[Region labeling items]
◇ ◇ ◇
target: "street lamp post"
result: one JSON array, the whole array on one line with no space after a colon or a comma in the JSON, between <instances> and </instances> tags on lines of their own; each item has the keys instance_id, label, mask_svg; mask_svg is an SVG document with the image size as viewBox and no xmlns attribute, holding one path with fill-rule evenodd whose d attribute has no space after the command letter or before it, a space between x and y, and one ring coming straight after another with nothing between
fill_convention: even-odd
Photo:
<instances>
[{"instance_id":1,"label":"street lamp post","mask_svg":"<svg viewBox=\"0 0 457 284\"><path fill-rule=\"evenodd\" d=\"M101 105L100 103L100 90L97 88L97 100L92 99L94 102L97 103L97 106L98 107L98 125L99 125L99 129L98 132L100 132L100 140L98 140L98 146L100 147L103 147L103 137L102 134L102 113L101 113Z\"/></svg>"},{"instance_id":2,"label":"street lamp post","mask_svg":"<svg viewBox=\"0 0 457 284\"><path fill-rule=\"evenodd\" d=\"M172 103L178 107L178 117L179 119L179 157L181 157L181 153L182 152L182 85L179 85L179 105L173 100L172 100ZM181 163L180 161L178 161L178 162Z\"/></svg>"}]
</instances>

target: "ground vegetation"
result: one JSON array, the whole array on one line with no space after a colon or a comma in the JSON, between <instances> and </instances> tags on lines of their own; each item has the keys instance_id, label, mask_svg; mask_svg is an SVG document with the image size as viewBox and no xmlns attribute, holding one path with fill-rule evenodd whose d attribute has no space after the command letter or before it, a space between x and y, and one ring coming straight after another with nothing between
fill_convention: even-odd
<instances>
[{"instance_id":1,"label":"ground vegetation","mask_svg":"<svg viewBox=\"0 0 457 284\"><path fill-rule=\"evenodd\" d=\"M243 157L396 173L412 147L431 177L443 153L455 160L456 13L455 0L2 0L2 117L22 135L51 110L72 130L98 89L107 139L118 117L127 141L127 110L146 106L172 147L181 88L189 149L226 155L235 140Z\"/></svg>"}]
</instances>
◇ ◇ ◇
§ **Set task**:
Your task is to extract all of the records exactly.

§ **Task result**:
target: "street lamp post"
result: one JSON array, the whole array on one line with no space after a colon or a comma in the JSON, between <instances> and </instances> tags on lines of their own; each item has the keys instance_id, label, mask_svg; mask_svg is an SVG document with the image size as viewBox and no xmlns attribute, holding one path with fill-rule evenodd whose d attribute has no space after the command letter or before it, a space between x and y, and one ring coming straight after another with nothing between
fill_convention: even-odd
Photo:
<instances>
[{"instance_id":1,"label":"street lamp post","mask_svg":"<svg viewBox=\"0 0 457 284\"><path fill-rule=\"evenodd\" d=\"M101 105L100 103L100 90L97 88L97 100L92 99L94 102L97 103L97 106L98 107L98 125L99 125L99 129L98 132L100 132L100 140L98 140L98 146L100 147L103 147L103 137L102 134L102 113L101 113Z\"/></svg>"},{"instance_id":2,"label":"street lamp post","mask_svg":"<svg viewBox=\"0 0 457 284\"><path fill-rule=\"evenodd\" d=\"M172 103L178 107L178 117L179 119L179 157L181 157L181 153L182 152L182 85L179 85L179 105L173 100L172 100ZM181 163L180 161L178 161L178 162Z\"/></svg>"}]
</instances>

target: "ground vegetation"
result: one JSON array, the whole array on one line with no space after a colon or a comma in the JSON, between <instances> and </instances> tags on lines of their own; each item has the keys instance_id, label, mask_svg; mask_svg is an SVG document with the image size as viewBox and no xmlns attribute, holding one path with fill-rule evenodd whose d attribute has no space after the command letter or before it, a space between x and y, and one ring coming straight after another with nothing between
fill_convention: even-odd
<instances>
[{"instance_id":1,"label":"ground vegetation","mask_svg":"<svg viewBox=\"0 0 457 284\"><path fill-rule=\"evenodd\" d=\"M243 157L396 173L412 147L431 177L443 153L455 160L456 13L455 0L2 0L2 117L22 135L51 110L72 130L98 89L107 139L118 117L127 141L127 110L146 106L172 147L181 88L189 149L226 155L235 140Z\"/></svg>"}]
</instances>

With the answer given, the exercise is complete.